• _PROVIDED DATA_:
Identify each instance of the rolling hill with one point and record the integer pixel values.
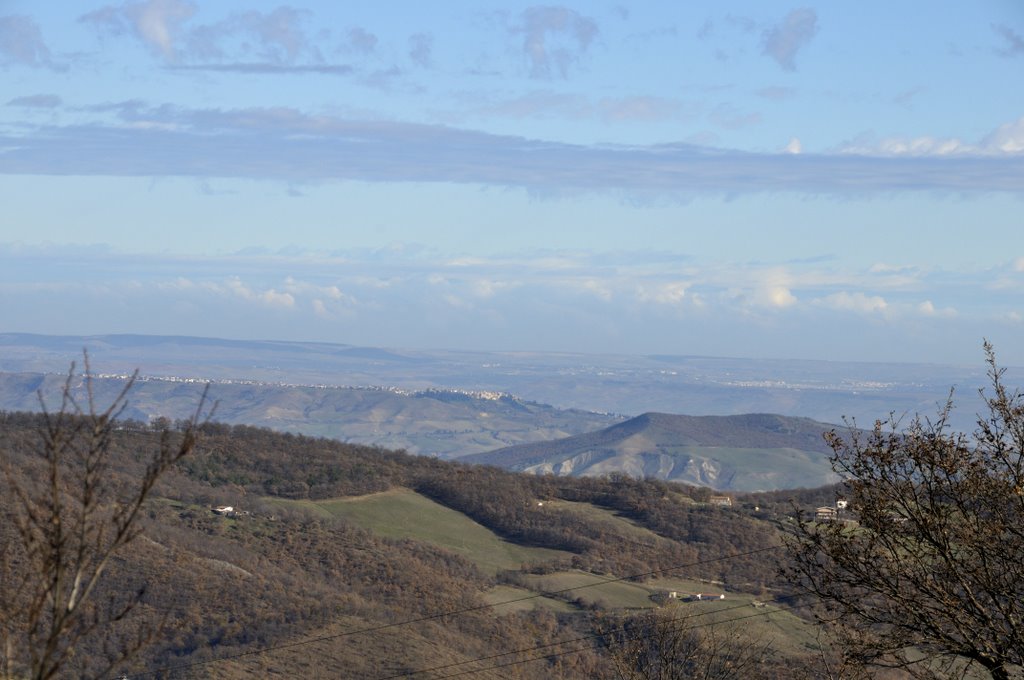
(433, 422)
(755, 452)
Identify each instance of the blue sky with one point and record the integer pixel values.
(830, 180)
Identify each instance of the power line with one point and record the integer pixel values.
(444, 614)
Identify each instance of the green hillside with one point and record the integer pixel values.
(360, 562)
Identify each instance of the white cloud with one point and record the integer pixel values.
(22, 42)
(854, 302)
(772, 289)
(269, 297)
(669, 293)
(595, 288)
(1005, 140)
(554, 38)
(781, 42)
(927, 308)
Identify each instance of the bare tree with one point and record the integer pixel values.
(931, 580)
(67, 515)
(673, 643)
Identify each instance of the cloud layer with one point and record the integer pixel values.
(287, 144)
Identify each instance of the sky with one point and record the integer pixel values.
(839, 181)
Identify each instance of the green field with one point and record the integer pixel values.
(614, 523)
(401, 513)
(509, 599)
(592, 589)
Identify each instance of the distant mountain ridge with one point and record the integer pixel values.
(446, 423)
(753, 452)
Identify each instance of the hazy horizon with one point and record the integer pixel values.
(761, 179)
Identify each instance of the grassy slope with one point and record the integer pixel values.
(401, 513)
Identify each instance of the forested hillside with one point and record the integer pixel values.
(275, 588)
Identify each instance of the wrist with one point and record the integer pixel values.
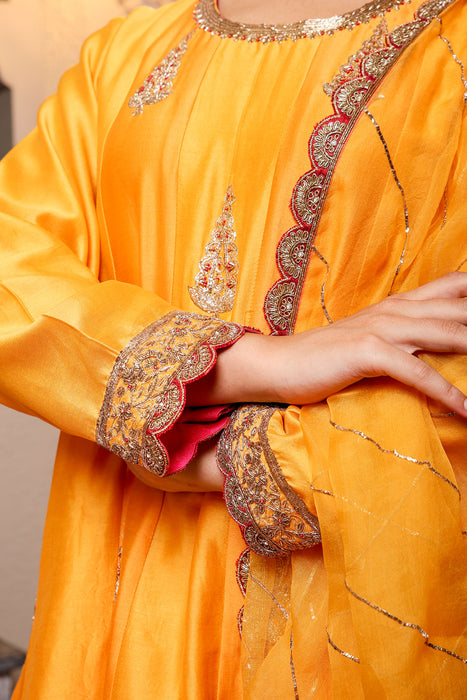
(244, 373)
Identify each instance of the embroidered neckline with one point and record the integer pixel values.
(207, 16)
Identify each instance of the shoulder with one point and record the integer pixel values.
(120, 45)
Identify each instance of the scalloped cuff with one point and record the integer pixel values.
(273, 518)
(145, 395)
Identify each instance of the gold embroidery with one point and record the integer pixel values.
(118, 572)
(216, 282)
(159, 84)
(292, 667)
(401, 189)
(410, 625)
(274, 599)
(395, 453)
(350, 91)
(273, 519)
(455, 57)
(209, 19)
(344, 653)
(243, 570)
(146, 391)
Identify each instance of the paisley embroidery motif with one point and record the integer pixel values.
(145, 394)
(273, 519)
(216, 282)
(159, 84)
(350, 91)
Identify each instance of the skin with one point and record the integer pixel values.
(383, 339)
(280, 12)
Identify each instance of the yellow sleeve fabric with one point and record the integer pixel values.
(73, 340)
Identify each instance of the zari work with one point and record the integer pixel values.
(216, 281)
(118, 215)
(146, 393)
(159, 84)
(208, 18)
(273, 519)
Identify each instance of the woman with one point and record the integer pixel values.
(145, 226)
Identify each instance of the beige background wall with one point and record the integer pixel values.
(38, 40)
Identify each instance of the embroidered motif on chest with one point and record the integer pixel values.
(216, 282)
(159, 84)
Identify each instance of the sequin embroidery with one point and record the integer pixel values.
(350, 91)
(216, 282)
(146, 391)
(209, 19)
(273, 519)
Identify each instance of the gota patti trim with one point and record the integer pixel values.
(208, 18)
(216, 282)
(159, 83)
(273, 519)
(146, 391)
(350, 91)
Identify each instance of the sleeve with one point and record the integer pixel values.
(103, 360)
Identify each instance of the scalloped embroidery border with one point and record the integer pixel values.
(350, 92)
(259, 498)
(145, 394)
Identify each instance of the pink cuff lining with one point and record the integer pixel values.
(195, 425)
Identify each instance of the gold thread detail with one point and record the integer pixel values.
(270, 594)
(401, 190)
(216, 282)
(350, 91)
(397, 454)
(455, 57)
(410, 625)
(344, 653)
(292, 666)
(159, 83)
(272, 517)
(209, 19)
(145, 394)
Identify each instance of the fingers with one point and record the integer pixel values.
(421, 334)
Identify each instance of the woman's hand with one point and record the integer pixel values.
(380, 340)
(201, 474)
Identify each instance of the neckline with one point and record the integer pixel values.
(207, 16)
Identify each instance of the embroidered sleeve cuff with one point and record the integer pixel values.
(145, 395)
(273, 518)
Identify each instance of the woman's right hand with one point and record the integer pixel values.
(380, 340)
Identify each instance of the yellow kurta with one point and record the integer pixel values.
(107, 215)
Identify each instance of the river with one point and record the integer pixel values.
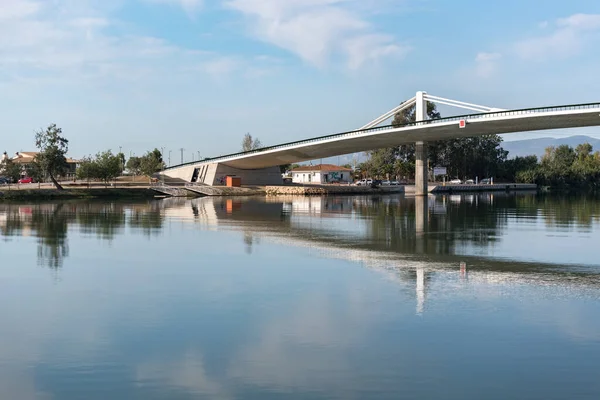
(488, 296)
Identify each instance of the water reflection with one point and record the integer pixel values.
(261, 298)
(52, 223)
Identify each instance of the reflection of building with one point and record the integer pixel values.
(26, 158)
(322, 173)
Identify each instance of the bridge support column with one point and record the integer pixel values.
(421, 170)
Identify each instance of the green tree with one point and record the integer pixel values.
(249, 143)
(35, 171)
(151, 163)
(134, 165)
(121, 161)
(107, 166)
(53, 149)
(11, 170)
(87, 169)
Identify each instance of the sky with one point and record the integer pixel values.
(132, 75)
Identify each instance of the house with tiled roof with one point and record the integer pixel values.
(26, 157)
(322, 173)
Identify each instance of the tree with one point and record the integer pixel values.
(11, 169)
(107, 166)
(249, 144)
(53, 149)
(34, 170)
(134, 165)
(121, 161)
(87, 169)
(151, 163)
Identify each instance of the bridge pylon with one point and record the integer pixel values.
(421, 154)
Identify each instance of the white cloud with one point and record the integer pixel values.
(486, 63)
(568, 38)
(40, 40)
(18, 9)
(316, 30)
(581, 22)
(190, 6)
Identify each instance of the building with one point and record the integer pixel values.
(322, 173)
(25, 158)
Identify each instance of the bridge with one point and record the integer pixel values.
(261, 166)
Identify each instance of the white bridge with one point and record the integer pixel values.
(260, 167)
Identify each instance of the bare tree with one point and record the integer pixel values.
(249, 144)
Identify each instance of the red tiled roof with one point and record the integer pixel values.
(320, 167)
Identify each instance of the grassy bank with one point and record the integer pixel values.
(66, 194)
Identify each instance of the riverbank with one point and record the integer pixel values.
(7, 194)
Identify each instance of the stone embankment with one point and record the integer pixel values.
(324, 190)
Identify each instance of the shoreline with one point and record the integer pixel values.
(151, 192)
(79, 193)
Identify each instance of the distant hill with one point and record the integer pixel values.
(538, 146)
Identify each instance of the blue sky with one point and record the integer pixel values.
(199, 74)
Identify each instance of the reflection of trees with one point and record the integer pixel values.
(569, 211)
(102, 220)
(51, 228)
(146, 218)
(49, 223)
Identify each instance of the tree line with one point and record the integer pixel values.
(51, 162)
(106, 166)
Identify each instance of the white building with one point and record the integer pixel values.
(322, 173)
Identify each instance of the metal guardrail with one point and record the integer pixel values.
(494, 114)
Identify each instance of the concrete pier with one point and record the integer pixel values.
(421, 169)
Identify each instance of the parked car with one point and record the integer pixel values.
(364, 182)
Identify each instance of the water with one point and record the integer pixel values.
(307, 298)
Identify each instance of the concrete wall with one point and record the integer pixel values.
(259, 177)
(212, 174)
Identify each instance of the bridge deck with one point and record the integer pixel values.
(535, 119)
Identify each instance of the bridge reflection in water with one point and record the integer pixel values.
(409, 239)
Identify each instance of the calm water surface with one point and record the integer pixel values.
(453, 297)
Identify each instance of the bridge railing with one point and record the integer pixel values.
(494, 114)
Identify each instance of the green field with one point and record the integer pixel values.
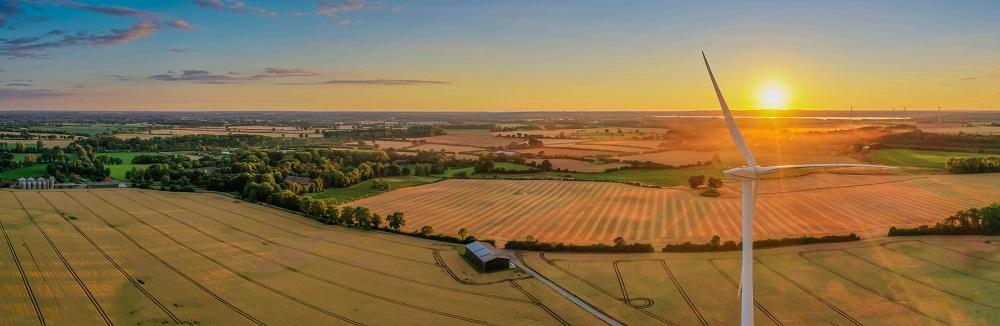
(33, 171)
(364, 189)
(918, 158)
(656, 177)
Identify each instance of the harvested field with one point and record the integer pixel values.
(597, 147)
(588, 212)
(470, 137)
(675, 158)
(147, 257)
(578, 165)
(887, 281)
(566, 152)
(444, 148)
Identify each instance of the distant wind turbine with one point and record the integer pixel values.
(749, 175)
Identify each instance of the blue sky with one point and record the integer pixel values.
(503, 55)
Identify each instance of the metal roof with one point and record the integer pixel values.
(484, 251)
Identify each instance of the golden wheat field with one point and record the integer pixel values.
(887, 281)
(85, 257)
(588, 212)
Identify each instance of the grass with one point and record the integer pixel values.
(917, 158)
(36, 170)
(364, 189)
(656, 177)
(469, 170)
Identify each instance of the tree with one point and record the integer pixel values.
(426, 230)
(363, 217)
(696, 181)
(546, 165)
(396, 220)
(332, 215)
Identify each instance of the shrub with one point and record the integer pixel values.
(711, 193)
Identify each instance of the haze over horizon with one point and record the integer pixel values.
(361, 55)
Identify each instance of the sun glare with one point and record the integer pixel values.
(773, 94)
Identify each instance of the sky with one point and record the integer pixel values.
(437, 55)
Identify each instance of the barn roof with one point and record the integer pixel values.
(484, 251)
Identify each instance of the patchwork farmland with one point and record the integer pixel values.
(589, 212)
(147, 257)
(888, 281)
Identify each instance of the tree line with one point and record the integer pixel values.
(716, 243)
(973, 221)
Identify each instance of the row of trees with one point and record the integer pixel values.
(716, 243)
(618, 245)
(967, 165)
(973, 221)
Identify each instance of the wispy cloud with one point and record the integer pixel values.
(39, 46)
(284, 72)
(110, 10)
(334, 7)
(182, 24)
(196, 76)
(234, 6)
(27, 94)
(382, 82)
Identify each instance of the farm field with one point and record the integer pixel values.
(470, 137)
(579, 165)
(887, 281)
(146, 257)
(675, 158)
(444, 148)
(364, 189)
(918, 158)
(589, 212)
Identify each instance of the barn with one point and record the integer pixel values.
(485, 256)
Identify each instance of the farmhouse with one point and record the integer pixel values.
(485, 256)
(299, 180)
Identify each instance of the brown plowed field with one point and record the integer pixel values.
(587, 212)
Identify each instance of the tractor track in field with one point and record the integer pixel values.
(943, 266)
(24, 277)
(624, 299)
(914, 280)
(171, 267)
(735, 284)
(344, 262)
(809, 292)
(304, 221)
(673, 279)
(69, 267)
(869, 289)
(229, 269)
(955, 250)
(120, 269)
(317, 278)
(312, 237)
(539, 303)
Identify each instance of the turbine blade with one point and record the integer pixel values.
(779, 168)
(734, 131)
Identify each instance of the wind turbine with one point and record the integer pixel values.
(749, 175)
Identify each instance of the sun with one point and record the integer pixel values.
(773, 94)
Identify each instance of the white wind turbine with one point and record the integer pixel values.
(749, 175)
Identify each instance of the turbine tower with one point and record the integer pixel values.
(749, 175)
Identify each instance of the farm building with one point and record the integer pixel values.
(486, 256)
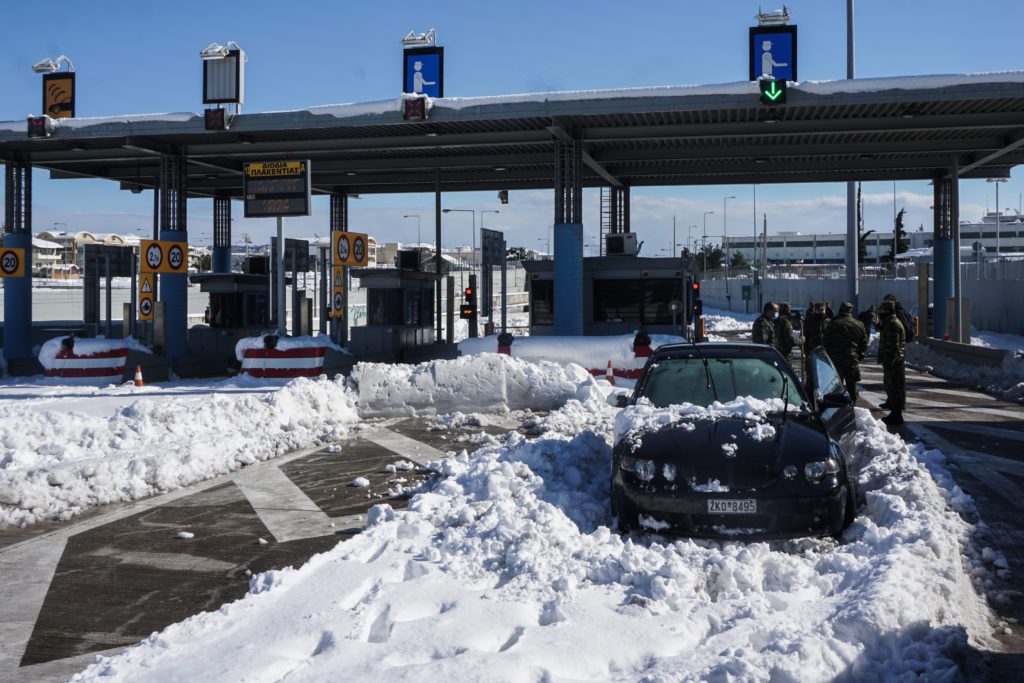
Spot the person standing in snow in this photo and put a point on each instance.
(846, 342)
(784, 339)
(892, 351)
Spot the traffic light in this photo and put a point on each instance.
(468, 309)
(695, 306)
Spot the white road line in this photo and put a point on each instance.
(419, 453)
(284, 508)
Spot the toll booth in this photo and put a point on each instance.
(399, 314)
(239, 307)
(622, 294)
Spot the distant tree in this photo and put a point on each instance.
(517, 254)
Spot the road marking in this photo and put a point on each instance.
(286, 511)
(419, 453)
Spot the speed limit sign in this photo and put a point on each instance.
(175, 257)
(11, 262)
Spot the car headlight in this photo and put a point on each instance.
(644, 469)
(817, 470)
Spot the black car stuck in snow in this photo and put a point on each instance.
(685, 464)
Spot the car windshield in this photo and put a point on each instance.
(677, 381)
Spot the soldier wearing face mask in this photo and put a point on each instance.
(764, 327)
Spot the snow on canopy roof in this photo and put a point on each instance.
(353, 110)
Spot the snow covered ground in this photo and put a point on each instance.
(505, 568)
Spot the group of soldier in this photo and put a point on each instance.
(844, 337)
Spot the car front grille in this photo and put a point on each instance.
(734, 475)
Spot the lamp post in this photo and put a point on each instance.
(417, 217)
(704, 242)
(998, 261)
(725, 242)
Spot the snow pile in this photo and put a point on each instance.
(489, 382)
(591, 352)
(1006, 381)
(48, 351)
(55, 462)
(507, 570)
(285, 344)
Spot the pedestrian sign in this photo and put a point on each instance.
(162, 256)
(11, 262)
(773, 52)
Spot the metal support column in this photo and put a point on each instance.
(221, 235)
(339, 223)
(568, 238)
(943, 254)
(438, 261)
(174, 227)
(17, 291)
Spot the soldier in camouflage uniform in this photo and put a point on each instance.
(892, 350)
(764, 327)
(784, 339)
(846, 341)
(814, 328)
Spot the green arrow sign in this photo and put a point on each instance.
(772, 92)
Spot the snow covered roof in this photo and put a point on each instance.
(881, 128)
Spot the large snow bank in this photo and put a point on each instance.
(286, 344)
(591, 352)
(1006, 381)
(48, 351)
(53, 462)
(507, 570)
(489, 382)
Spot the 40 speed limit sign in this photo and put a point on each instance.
(162, 256)
(11, 262)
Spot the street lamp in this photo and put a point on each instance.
(725, 242)
(704, 243)
(998, 261)
(417, 217)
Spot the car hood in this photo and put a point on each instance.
(737, 452)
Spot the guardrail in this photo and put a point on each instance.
(980, 356)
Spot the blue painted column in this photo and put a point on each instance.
(942, 284)
(17, 302)
(568, 279)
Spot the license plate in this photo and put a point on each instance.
(731, 507)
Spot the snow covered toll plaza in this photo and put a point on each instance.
(453, 519)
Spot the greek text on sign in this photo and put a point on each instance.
(274, 168)
(351, 249)
(11, 262)
(161, 256)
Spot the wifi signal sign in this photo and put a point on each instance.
(58, 95)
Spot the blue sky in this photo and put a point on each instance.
(134, 57)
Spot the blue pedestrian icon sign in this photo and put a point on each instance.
(773, 52)
(424, 72)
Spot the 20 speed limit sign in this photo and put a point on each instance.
(11, 262)
(162, 256)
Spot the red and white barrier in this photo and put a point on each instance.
(288, 364)
(103, 366)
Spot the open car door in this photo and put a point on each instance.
(830, 398)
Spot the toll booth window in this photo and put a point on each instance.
(542, 301)
(617, 300)
(657, 297)
(384, 306)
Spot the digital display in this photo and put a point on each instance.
(276, 188)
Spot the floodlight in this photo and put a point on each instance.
(48, 66)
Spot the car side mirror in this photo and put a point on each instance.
(835, 399)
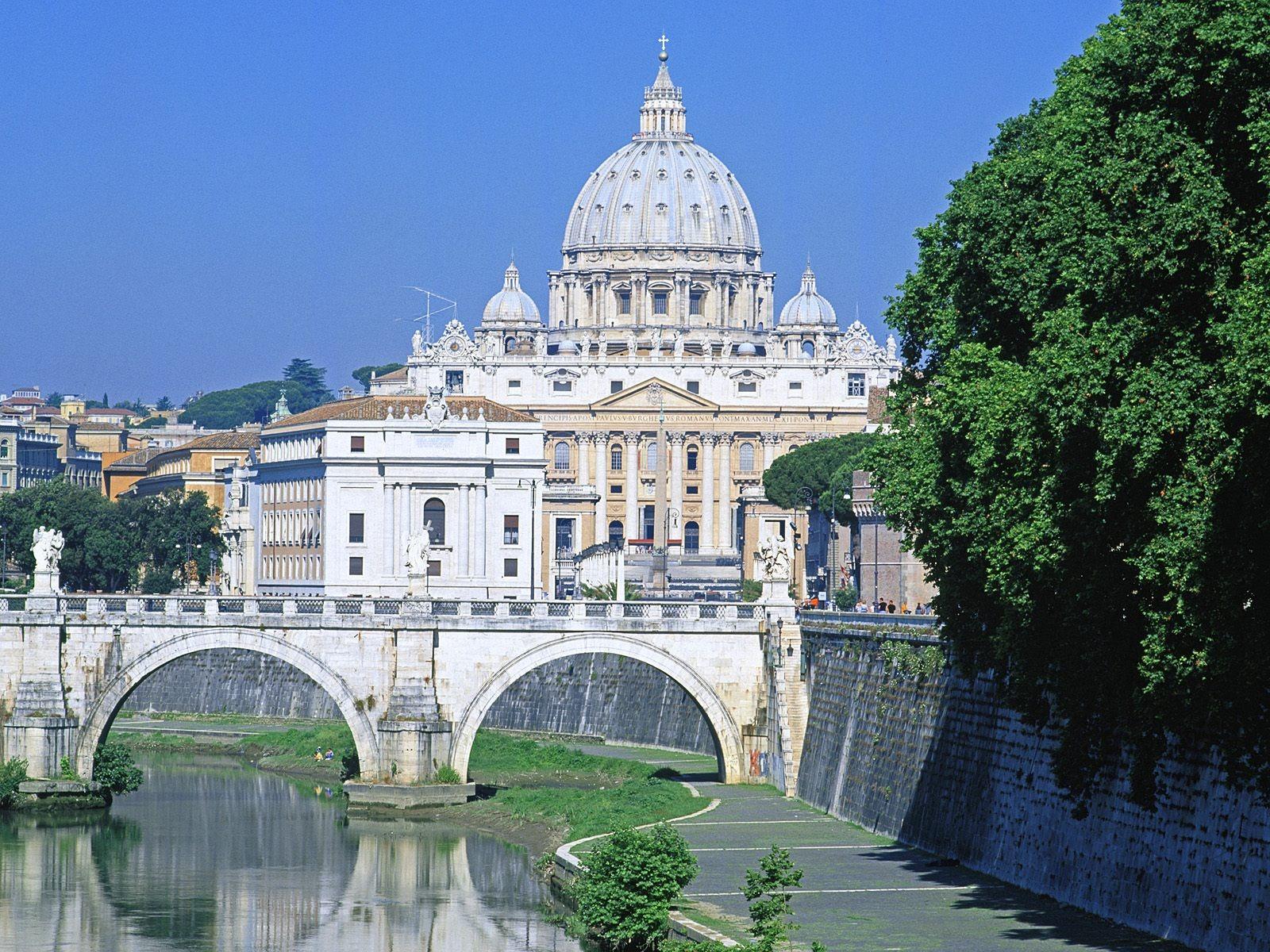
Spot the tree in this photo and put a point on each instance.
(1083, 429)
(770, 899)
(362, 374)
(628, 884)
(817, 466)
(309, 385)
(114, 770)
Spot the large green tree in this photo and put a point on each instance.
(1083, 437)
(823, 469)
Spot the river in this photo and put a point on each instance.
(216, 854)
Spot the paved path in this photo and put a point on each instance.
(863, 892)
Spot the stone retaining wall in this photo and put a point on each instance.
(940, 763)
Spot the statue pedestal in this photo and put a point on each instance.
(48, 582)
(778, 592)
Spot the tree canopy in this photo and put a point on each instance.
(1083, 436)
(114, 546)
(818, 466)
(362, 374)
(304, 385)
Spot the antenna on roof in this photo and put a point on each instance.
(427, 310)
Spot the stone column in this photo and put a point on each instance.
(676, 465)
(601, 441)
(582, 443)
(708, 488)
(632, 463)
(723, 527)
(772, 443)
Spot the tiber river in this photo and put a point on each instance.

• _EXERCISE DETAILS_: Starting at the line that contains "Spot the antenna", retype each remaining line of the records exactly; that line and the last line are both included.

• _EXPECTED ANSWER_:
Spot the antenna on roof in this photo and put a point on each instance.
(427, 310)
Spot the stone column in this photo and put a point on each instance.
(676, 465)
(601, 441)
(582, 443)
(708, 488)
(632, 463)
(723, 527)
(772, 443)
Spot the tiber river in this photo and put a point on each instance.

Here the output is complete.